(Dataset rows)
'''

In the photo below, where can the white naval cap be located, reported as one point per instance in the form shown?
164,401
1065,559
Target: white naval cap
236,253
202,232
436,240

'''

■ **Given request**
Lay out each line of the records above as a numbered list, and leave out any blank lines.

■ **Solution for this task**
1. In the photo below, where can the white naval cap be located, reported as one point per instance in the form shown?
2. 164,401
3. 1065,559
4. Target: white naval cap
5. 236,253
6. 202,232
7. 436,240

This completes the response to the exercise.